[Exercício escrito a] Apresente como tabela Markdown, com as colunas "Número" e "Linha", os registros desde o início até a linha que contém "<point>58,70</point>", inclusive. Omita as linhas em branco e deixe as imagens fora da resposta.

POR QUE CREMOS EM ALGO?
Somos uma máquina de superstições no dia a
dia. É claro que muitos conseguem atingir o estado ilusório de superação desse
mal através de certos princípios de fé. No cristianismo, por exemplo, ser supersticioso
significa falta completa de libertação espiritual diante da própria comunidade
de irmãos. Na tentativa interior para ocultar dessa mesma comunidade qualquer
traço de sentimento supersticioso, o crente dissimula seu pânico íntimo. Finge uma
atitude de autodeterminação para não transparecer suas figuras imaginárias e
monstros do subconsciente.
Todos os medos agora estão bem
administrados, escondidos e entregues
ao Eterno. Mais uma vez, a opção se repete: o mundo da fantasia ocupa o lugar
da realidade. A Igreja combate a superstição grosseira com a superstição de
refino, lapidada, pasteurização de tudo. O que Deus pasteuriza não é discutível
– acta est fabula![1]
Nossa natureza anseia por fantasmas. Somos
sonhadores natos, inclinados à fantasmagoria. Conferimos valores e significados
às coisas sobrenaturais como algo imprescindível a nossas vidas. Para os
fideístas, esses fatos originam-se no sobrenatural e são projetados no mundo. Para
a ciência, têm fluxo na mente e não passam de ilusões aleatórias, geradas em
bruto pelo cérebro.
A crença em duendes, espíritos e fenômenos
paranormais são produtos da inferência paradigmal injuntiva. Assim, esse tipo
de ocorrência “sobrenatural” assume um aspecto de verdade, pois o crente
considera a proposição das ocorrências transcendentais uma certeza absoluta.
Entretanto, essa “certeza absoluta”,
fabricada na mente do fiel, é abalada pela dúvida, uma vez que as fontes das
nossas certezas permanecem falíveis. O princípio fundacionalista do
conhecimento busca pilares para alicerçar as crenças. Assim como os intrincados
processos cognitivos são responsáveis pela consciência e pelo conhecimento,
nesses processos há desvios cognitivos, que vamos encontrar na esfera das
crenças especialmente.
O crente acaba por sucumbir à esteira do
solipsismo, que nada mais é do que chegar ao ponto extremo de se convencer de
que o conhecimento se baseia em situações de experiências interiores e pessoais.
Assim, a tendência do crédulo no além é valorizar apenas suas experiências
espirituais como verdadeiras, porque, para o religioso solipsista, só a sua
experiência é autêntica.
Constrói-se esse tipo de comportamento
apoiado na muleta dos dogmas, na intransigência e no fundamentalismo.

Entradas de identificação de locais
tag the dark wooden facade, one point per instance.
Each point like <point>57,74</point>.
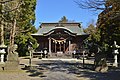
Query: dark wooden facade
<point>60,37</point>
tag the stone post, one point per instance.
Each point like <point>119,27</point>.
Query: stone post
<point>2,52</point>
<point>115,53</point>
<point>69,46</point>
<point>49,45</point>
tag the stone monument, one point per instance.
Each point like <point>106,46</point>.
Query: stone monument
<point>12,62</point>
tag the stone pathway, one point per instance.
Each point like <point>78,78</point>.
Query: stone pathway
<point>68,70</point>
<point>59,70</point>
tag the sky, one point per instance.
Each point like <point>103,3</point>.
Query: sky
<point>54,10</point>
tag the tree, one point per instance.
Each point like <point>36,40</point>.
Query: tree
<point>20,20</point>
<point>108,20</point>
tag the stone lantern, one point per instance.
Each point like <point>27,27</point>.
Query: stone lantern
<point>115,53</point>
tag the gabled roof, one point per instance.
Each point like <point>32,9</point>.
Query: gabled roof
<point>74,28</point>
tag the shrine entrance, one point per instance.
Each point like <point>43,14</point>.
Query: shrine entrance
<point>59,40</point>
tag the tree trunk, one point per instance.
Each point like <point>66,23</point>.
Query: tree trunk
<point>12,35</point>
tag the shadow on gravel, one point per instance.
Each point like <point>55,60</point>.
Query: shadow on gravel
<point>72,68</point>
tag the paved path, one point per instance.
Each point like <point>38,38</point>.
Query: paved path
<point>59,70</point>
<point>68,70</point>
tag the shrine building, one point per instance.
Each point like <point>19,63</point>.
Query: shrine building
<point>60,37</point>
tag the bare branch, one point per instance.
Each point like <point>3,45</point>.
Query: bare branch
<point>3,2</point>
<point>91,4</point>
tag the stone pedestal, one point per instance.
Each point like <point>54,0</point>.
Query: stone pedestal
<point>115,64</point>
<point>12,66</point>
<point>12,63</point>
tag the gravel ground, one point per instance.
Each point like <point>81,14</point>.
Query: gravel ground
<point>58,70</point>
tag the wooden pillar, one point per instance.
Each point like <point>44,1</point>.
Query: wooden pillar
<point>69,46</point>
<point>60,46</point>
<point>64,46</point>
<point>49,45</point>
<point>55,47</point>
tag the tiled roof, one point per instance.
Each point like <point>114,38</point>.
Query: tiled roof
<point>71,27</point>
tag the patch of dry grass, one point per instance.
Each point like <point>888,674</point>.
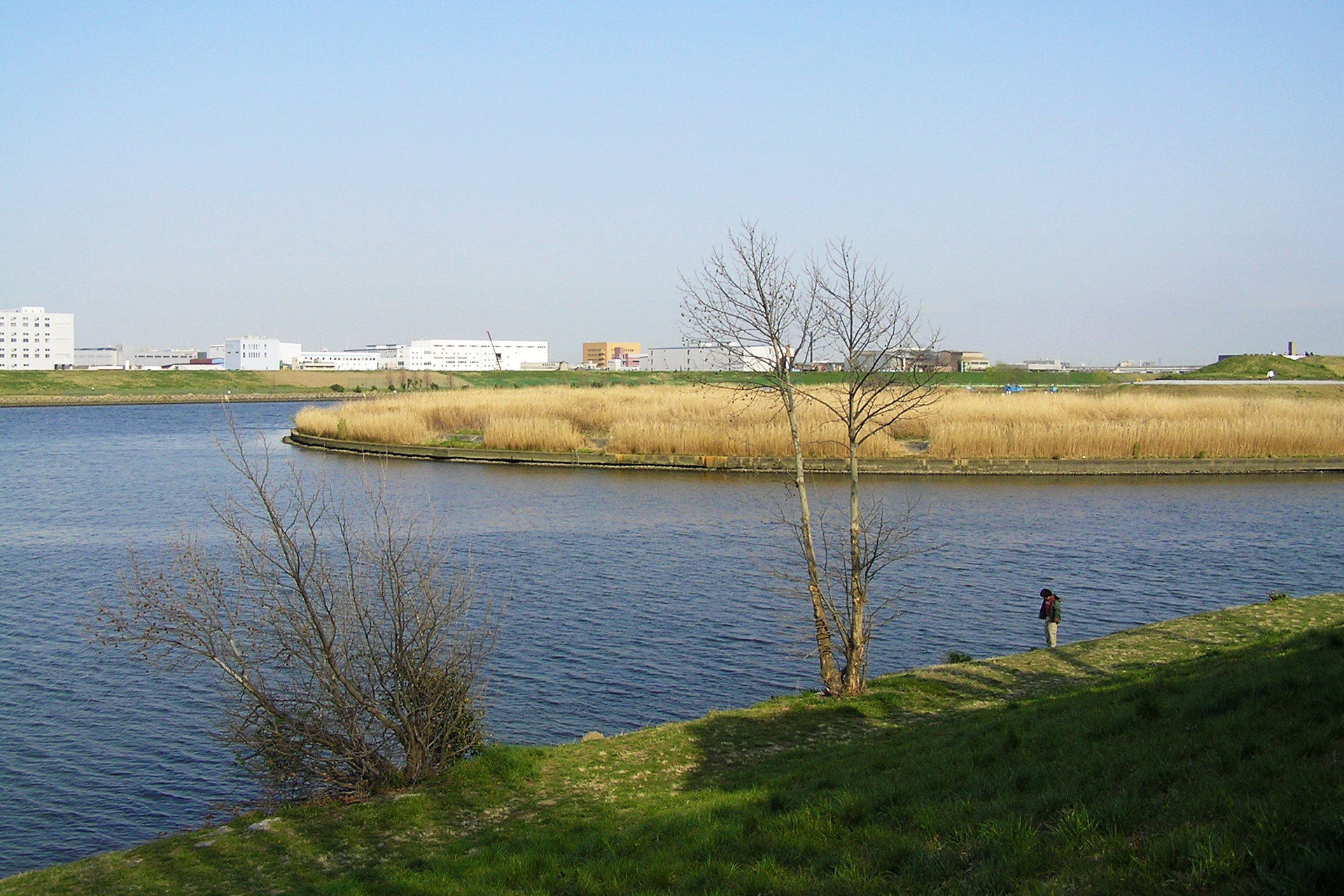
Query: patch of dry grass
<point>683,419</point>
<point>1112,424</point>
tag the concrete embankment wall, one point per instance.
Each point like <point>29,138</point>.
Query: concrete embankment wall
<point>187,398</point>
<point>909,466</point>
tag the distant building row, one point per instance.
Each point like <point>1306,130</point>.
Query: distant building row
<point>761,358</point>
<point>265,354</point>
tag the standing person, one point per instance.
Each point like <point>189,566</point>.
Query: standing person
<point>1050,613</point>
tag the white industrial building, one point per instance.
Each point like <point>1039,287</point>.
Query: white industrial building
<point>33,339</point>
<point>101,356</point>
<point>337,360</point>
<point>473,355</point>
<point>707,356</point>
<point>260,354</point>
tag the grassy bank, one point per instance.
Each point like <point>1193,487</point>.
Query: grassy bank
<point>1196,755</point>
<point>682,419</point>
<point>1257,367</point>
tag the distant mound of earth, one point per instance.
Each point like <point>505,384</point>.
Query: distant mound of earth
<point>1257,367</point>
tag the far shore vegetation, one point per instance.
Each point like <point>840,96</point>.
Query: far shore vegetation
<point>1189,757</point>
<point>1110,422</point>
<point>18,386</point>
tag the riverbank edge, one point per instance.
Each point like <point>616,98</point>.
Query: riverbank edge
<point>992,681</point>
<point>188,398</point>
<point>885,466</point>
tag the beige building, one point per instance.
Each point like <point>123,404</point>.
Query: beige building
<point>603,354</point>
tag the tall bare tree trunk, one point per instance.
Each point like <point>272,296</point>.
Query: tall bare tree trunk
<point>825,656</point>
<point>857,659</point>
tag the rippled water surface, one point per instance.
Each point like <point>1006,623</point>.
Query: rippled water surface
<point>635,597</point>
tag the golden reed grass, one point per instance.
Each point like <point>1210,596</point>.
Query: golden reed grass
<point>680,419</point>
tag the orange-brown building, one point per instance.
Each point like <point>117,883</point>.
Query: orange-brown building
<point>603,354</point>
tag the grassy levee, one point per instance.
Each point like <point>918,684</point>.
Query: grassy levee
<point>19,386</point>
<point>1112,422</point>
<point>1195,755</point>
<point>1257,367</point>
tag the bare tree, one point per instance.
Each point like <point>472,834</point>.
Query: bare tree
<point>349,644</point>
<point>889,367</point>
<point>745,295</point>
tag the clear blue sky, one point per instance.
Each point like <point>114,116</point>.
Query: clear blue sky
<point>1092,182</point>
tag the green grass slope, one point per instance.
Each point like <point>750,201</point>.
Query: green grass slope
<point>1198,755</point>
<point>1256,367</point>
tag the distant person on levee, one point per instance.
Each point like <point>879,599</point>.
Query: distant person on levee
<point>1050,613</point>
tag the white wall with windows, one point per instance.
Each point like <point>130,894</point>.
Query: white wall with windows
<point>337,362</point>
<point>711,358</point>
<point>475,355</point>
<point>260,354</point>
<point>34,339</point>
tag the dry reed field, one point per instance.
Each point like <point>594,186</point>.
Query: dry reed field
<point>683,419</point>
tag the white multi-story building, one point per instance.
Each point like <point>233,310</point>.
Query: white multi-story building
<point>337,360</point>
<point>473,355</point>
<point>711,358</point>
<point>260,354</point>
<point>33,339</point>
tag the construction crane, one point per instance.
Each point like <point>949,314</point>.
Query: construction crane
<point>499,363</point>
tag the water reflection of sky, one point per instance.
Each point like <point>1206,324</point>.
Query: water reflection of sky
<point>635,597</point>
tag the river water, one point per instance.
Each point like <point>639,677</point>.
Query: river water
<point>634,597</point>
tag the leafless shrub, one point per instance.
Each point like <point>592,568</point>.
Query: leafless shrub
<point>350,645</point>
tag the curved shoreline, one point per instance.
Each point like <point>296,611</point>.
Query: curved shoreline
<point>888,466</point>
<point>181,398</point>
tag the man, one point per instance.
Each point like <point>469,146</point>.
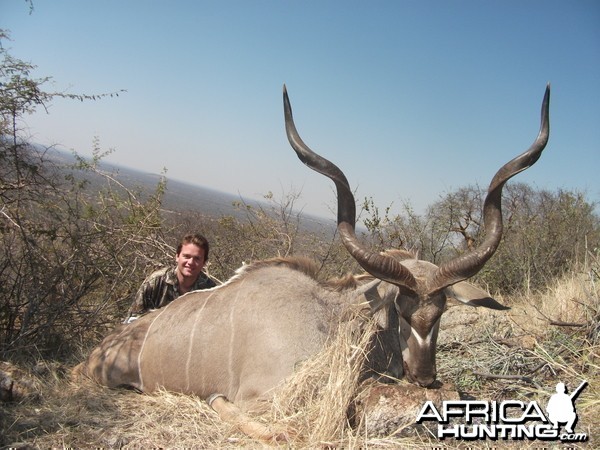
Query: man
<point>165,285</point>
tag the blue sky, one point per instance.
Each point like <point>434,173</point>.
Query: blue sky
<point>411,99</point>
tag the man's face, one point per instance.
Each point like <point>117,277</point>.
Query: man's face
<point>190,261</point>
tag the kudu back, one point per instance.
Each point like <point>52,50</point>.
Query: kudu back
<point>244,338</point>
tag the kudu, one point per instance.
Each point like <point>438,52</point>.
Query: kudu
<point>241,340</point>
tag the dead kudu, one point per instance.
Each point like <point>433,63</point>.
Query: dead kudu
<point>235,344</point>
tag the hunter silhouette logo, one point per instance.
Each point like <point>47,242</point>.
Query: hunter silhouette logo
<point>508,419</point>
<point>561,407</point>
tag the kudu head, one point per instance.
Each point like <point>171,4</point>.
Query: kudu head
<point>421,288</point>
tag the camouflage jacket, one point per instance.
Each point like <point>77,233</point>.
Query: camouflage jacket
<point>161,288</point>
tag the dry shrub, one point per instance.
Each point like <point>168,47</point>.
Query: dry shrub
<point>520,345</point>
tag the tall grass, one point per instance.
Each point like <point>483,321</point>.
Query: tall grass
<point>547,337</point>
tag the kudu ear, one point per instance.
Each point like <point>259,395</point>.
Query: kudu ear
<point>473,296</point>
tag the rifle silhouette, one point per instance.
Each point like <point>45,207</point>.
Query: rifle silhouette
<point>577,391</point>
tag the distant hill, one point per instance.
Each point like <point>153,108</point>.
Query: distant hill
<point>182,196</point>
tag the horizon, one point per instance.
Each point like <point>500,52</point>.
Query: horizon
<point>403,96</point>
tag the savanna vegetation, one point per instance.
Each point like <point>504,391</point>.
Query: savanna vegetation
<point>76,242</point>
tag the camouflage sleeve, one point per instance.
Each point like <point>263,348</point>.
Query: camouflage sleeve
<point>143,298</point>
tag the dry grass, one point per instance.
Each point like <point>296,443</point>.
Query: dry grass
<point>475,345</point>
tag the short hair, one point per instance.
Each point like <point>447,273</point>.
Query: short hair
<point>196,239</point>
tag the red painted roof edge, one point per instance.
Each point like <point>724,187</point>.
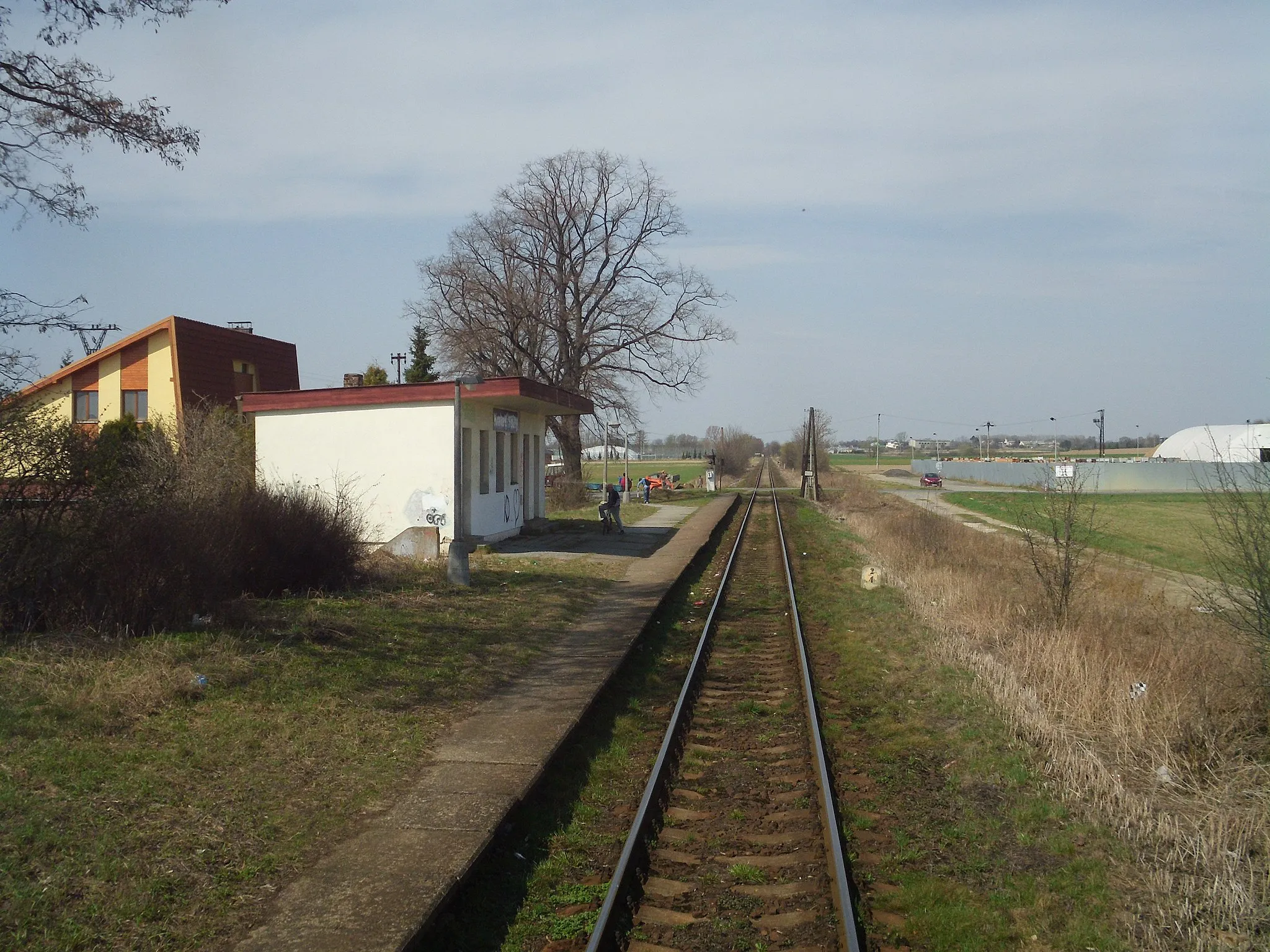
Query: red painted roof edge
<point>440,391</point>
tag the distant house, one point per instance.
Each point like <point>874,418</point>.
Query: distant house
<point>166,368</point>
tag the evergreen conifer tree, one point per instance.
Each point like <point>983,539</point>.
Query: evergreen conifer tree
<point>420,361</point>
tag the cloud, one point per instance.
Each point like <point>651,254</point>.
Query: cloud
<point>414,110</point>
<point>726,258</point>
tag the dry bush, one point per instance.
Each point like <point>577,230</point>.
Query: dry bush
<point>143,528</point>
<point>1180,771</point>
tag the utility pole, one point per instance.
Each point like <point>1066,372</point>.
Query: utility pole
<point>810,464</point>
<point>878,446</point>
<point>458,569</point>
<point>605,487</point>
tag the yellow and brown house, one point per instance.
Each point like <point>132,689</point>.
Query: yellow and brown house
<point>164,368</point>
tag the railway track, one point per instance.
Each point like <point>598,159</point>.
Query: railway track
<point>737,833</point>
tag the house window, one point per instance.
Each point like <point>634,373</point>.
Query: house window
<point>244,377</point>
<point>135,404</point>
<point>499,461</point>
<point>86,407</point>
<point>484,462</point>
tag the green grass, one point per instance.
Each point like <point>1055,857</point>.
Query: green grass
<point>1161,528</point>
<point>977,852</point>
<point>870,460</point>
<point>686,470</point>
<point>139,810</point>
<point>561,844</point>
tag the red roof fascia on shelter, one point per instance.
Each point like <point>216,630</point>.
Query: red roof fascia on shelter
<point>507,389</point>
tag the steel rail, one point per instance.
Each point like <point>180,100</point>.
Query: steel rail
<point>625,888</point>
<point>849,926</point>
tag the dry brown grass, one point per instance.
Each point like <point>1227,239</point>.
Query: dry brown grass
<point>1181,772</point>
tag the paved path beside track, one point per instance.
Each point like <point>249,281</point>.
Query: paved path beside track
<point>376,889</point>
<point>639,541</point>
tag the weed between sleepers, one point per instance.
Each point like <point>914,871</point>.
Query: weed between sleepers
<point>954,838</point>
<point>569,832</point>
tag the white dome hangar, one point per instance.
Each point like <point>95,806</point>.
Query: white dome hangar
<point>1241,443</point>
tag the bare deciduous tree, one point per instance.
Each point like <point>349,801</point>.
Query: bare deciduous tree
<point>1059,527</point>
<point>50,104</point>
<point>563,281</point>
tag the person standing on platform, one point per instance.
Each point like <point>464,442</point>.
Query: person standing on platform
<point>614,507</point>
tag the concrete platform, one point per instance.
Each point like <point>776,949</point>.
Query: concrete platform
<point>374,891</point>
<point>639,541</point>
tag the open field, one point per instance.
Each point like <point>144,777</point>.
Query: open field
<point>143,811</point>
<point>687,470</point>
<point>870,460</point>
<point>1162,528</point>
<point>1146,716</point>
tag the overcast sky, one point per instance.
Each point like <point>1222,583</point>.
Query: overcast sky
<point>945,213</point>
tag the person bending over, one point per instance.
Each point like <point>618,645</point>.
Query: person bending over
<point>613,507</point>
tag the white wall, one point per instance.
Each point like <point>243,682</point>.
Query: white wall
<point>398,460</point>
<point>498,514</point>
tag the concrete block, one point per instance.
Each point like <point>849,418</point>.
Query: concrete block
<point>419,542</point>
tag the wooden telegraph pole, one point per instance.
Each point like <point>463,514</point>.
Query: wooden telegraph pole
<point>810,488</point>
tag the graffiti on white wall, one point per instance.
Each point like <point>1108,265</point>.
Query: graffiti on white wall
<point>427,508</point>
<point>512,506</point>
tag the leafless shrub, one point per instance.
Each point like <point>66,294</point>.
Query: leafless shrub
<point>1059,524</point>
<point>735,450</point>
<point>1143,711</point>
<point>1238,550</point>
<point>143,528</point>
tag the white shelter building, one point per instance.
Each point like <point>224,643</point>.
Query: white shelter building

[Exercício escrito b] De acordo com o texto sobre crença e superstição, o que significa ser supersticioso no cristianismo?

[Resposta final a]
| Número | Linha |
|---|---|
| 1 | tag the dark wooden facade, one point per instance. |
| 2 | Each point like <point>57,74</point>. |
| 3 | Query: dark wooden facade |
| 4 | <point>60,37</point> |
| 5 | tag the stone post, one point per instance. |
| 6 | Each point like <point>119,27</point>. |
| 7 | Query: stone post |
| 8 | <point>2,52</point> |
| 9 | <point>115,53</point> |
| 10 | <point>69,46</point> |
| 11 | <point>49,45</point> |
| 12 | tag the stone monument, one point per instance. |
| 13 | Each point like <point>106,46</point>. |
| 14 | Query: stone monument |
| 15 | <point>12,62</point> |
| 16 | tag the stone pathway, one point per instance. |
| 17 | Each point like <point>78,78</point>. |
| 18 | Query: stone pathway |
| 19 | <point>68,70</point> |
| 20 | <point>59,70</point> |
| 21 | tag the sky, one point per instance. |
| 22 | Each point like <point>103,3</point>. |
| 23 | Query: sky |
| 24 | <point>54,10</point> |
| 25 | tag the tree, one point per instance. |
| 26 | Each point like <point>36,40</point>. |
| 27 | Query: tree |
| 28 | <point>20,20</point> |
| 29 | <point>108,20</point> |
| 30 | tag the stone lantern, one point per instance. |
| 31 | Each point like <point>27,27</point>. |
| 32 | Query: stone lantern |
| 33 | <point>115,53</point> |
| 34 | tag the gabled roof, one point per instance. |
| 35 | Each point like <point>32,9</point>. |
| 36 | Query: gabled roof |
| 37 | <point>74,28</point> |
| 38 | tag the shrine entrance, one point per instance. |
| 39 | Each point like <point>43,14</point>. |
| 40 | Query: shrine entrance |
| 41 | <point>59,40</point> |
| 42 | tag the tree trunk, one point per instance. |
| 43 | Each point like <point>66,23</point>. |
| 44 | Query: tree trunk |
| 45 | <point>12,35</point> |
| 46 | tag the shadow on gravel, one point per instance. |
| 47 | Each point like <point>55,60</point>. |
| 48 | Query: shadow on gravel |
| 49 | <point>72,68</point> |
| 50 | tag the paved path, one point per instance. |
| 51 | Each point like <point>38,38</point>. |
| 52 | Query: paved path |
| 53 | <point>59,70</point> |
| 54 | <point>68,70</point> |
| 55 | tag the shrine building, one point per instance. |
| 56 | Each point like <point>19,63</point>. |
| 57 | Query: shrine building |
| 58 | <point>60,37</point> |
| 59 | tag the bare branch, one point per instance. |
| 60 | Each point like <point>3,45</point>. |
| 61 | Query: bare branch |
| 62 | <point>3,2</point> |
| 63 | <point>91,4</point> |
| 64 | tag the stone pedestal, one point per instance. |
| 65 | Each point like <point>54,0</point>. |
| 66 | Query: stone pedestal |
| 67 | <point>115,64</point> |
| 68 | <point>12,66</point> |
| 69 | <point>12,63</point> |
| 70 | tag the gravel ground, one point per instance. |
| 71 | Each point like <point>81,14</point>. |
| 72 | Query: gravel ground |
| 73 | <point>58,70</point> |

[Resposta final b] Significa falta completa de libertação espiritual diante da própria comunidade de irmãos.